DIRECTION | Reproduce word for word the stretch of rows below that runs from the line containing "of the puerto" through the line containing "pixel 582 238", with both of those lines included.

DATASET ENTRIES |
○ ○ ○ ○

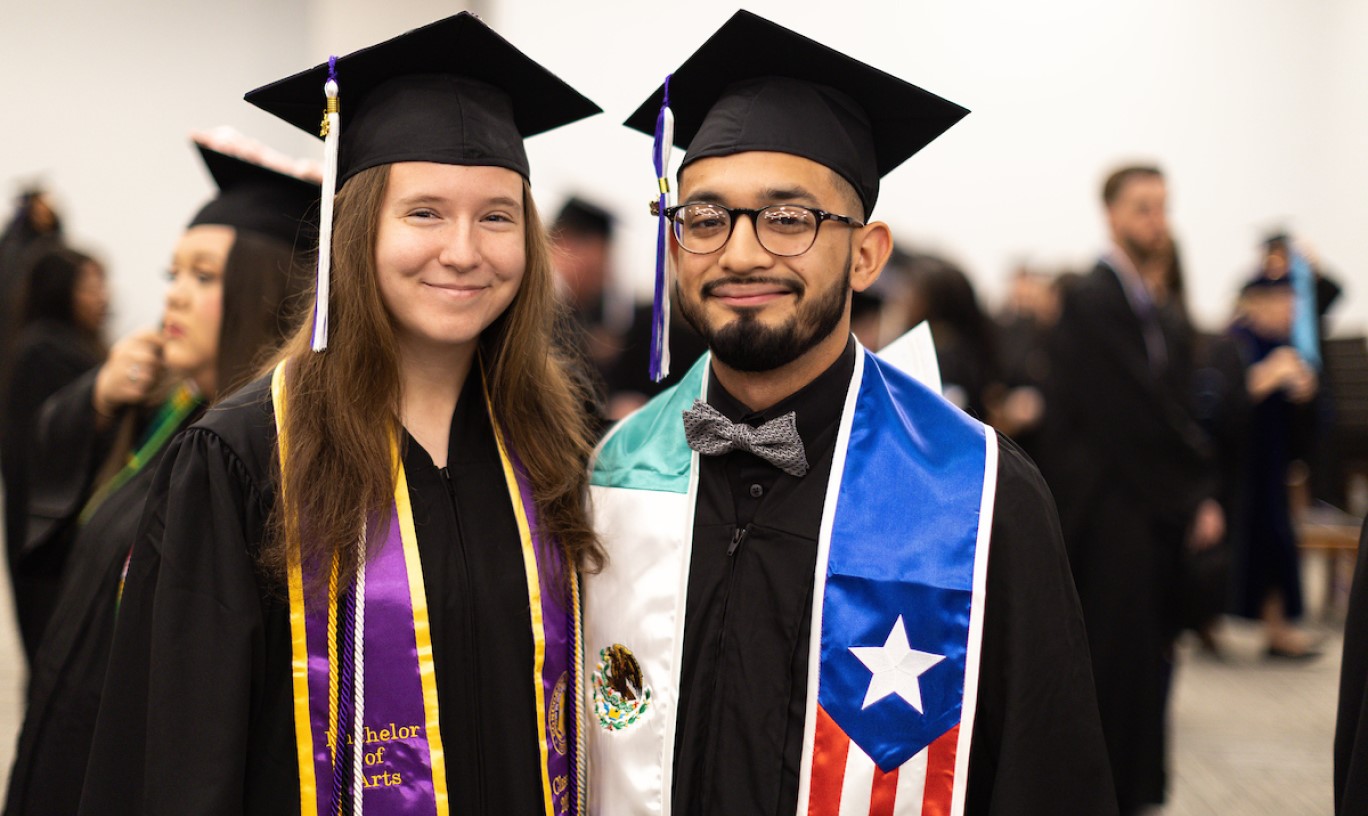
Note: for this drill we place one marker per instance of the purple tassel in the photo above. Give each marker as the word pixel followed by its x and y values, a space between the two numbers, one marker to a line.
pixel 658 329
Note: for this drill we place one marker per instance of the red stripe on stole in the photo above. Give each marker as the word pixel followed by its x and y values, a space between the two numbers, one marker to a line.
pixel 831 746
pixel 884 794
pixel 940 774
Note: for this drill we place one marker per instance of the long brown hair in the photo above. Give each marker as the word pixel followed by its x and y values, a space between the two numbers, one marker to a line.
pixel 344 404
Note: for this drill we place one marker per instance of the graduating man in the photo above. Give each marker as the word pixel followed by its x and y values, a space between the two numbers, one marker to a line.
pixel 829 590
pixel 1130 468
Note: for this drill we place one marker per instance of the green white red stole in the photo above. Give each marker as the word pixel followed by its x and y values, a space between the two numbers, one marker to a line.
pixel 898 603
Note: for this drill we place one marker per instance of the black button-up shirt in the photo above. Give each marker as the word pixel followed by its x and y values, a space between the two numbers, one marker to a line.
pixel 743 686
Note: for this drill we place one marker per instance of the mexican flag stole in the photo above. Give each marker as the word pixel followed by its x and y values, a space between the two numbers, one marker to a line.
pixel 898 600
pixel 389 708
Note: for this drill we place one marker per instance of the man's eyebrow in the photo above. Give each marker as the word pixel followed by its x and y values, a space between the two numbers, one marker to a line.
pixel 792 193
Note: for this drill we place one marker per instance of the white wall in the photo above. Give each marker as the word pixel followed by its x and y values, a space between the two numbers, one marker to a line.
pixel 1255 107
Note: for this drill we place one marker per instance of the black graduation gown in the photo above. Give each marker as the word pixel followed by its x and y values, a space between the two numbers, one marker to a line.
pixel 197 712
pixel 1350 722
pixel 67 674
pixel 1037 745
pixel 1129 466
pixel 48 356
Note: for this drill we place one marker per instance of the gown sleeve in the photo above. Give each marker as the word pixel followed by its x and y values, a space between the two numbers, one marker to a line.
pixel 67 451
pixel 1037 745
pixel 174 729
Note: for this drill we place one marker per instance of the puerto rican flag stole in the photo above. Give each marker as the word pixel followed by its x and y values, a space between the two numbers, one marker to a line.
pixel 898 600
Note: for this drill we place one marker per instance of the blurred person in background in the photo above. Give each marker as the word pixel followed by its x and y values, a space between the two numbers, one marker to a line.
pixel 1257 401
pixel 1129 467
pixel 1282 256
pixel 63 306
pixel 1022 330
pixel 966 347
pixel 34 221
pixel 1350 723
pixel 233 286
pixel 582 238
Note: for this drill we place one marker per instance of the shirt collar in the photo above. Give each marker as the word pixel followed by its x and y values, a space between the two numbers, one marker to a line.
pixel 817 404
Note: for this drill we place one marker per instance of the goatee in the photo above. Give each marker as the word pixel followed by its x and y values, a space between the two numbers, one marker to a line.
pixel 746 344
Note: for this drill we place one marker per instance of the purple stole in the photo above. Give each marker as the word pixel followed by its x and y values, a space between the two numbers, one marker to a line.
pixel 389 708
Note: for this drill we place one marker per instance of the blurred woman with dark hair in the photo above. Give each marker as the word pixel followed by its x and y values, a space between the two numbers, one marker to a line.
pixel 229 304
pixel 63 304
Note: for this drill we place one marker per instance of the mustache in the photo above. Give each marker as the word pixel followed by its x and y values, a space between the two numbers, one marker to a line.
pixel 712 286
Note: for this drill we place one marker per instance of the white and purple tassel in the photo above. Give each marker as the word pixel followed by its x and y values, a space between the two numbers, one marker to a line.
pixel 331 132
pixel 661 303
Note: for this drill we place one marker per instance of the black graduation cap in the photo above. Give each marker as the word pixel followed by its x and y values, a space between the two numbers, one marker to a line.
pixel 259 199
pixel 583 217
pixel 452 92
pixel 759 86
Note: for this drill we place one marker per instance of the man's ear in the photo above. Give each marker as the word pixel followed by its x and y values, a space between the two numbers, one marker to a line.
pixel 873 247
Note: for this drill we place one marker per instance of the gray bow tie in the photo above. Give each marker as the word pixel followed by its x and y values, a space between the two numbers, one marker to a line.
pixel 776 441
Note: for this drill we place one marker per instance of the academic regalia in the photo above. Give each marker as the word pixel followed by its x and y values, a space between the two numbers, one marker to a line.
pixel 238 686
pixel 69 668
pixel 88 504
pixel 859 634
pixel 48 356
pixel 746 635
pixel 1350 723
pixel 200 674
pixel 1127 464
pixel 1255 444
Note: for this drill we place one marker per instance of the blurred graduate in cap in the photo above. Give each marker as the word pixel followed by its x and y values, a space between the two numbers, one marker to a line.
pixel 354 589
pixel 231 297
pixel 828 589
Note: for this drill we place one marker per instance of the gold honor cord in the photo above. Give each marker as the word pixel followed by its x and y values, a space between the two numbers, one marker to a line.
pixel 534 593
pixel 298 630
pixel 422 631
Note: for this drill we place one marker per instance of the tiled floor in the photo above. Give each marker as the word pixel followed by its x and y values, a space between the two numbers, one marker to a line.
pixel 1249 738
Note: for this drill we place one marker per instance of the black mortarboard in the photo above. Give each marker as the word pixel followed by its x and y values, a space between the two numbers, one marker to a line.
pixel 1264 282
pixel 586 218
pixel 1278 237
pixel 452 92
pixel 759 86
pixel 259 199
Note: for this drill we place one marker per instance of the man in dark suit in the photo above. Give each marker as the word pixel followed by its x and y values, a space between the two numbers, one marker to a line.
pixel 1127 466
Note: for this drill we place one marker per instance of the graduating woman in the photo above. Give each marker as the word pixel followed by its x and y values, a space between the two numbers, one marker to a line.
pixel 353 589
pixel 230 296
pixel 64 301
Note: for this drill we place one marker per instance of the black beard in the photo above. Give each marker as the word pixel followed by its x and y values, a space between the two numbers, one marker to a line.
pixel 746 344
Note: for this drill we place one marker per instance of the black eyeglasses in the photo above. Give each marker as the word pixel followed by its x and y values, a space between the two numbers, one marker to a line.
pixel 781 229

○ ○ ○ ○

SOLVED PROBLEM |
Note: for this drill we place one marker per instance of the puerto rican flag stole in the photo above. Give each marker as the word pixel followed by its x and y values, a space between the two numbers, one marker to a line.
pixel 898 600
Note: for this drill we place one marker per instance of the blurred person in background in the photo above. Give each marker as the word pixel followed by its x and y values, a space between the two numbers, one marker to a line.
pixel 1257 401
pixel 1129 467
pixel 1282 256
pixel 63 306
pixel 1022 330
pixel 966 347
pixel 34 221
pixel 1350 723
pixel 233 286
pixel 582 238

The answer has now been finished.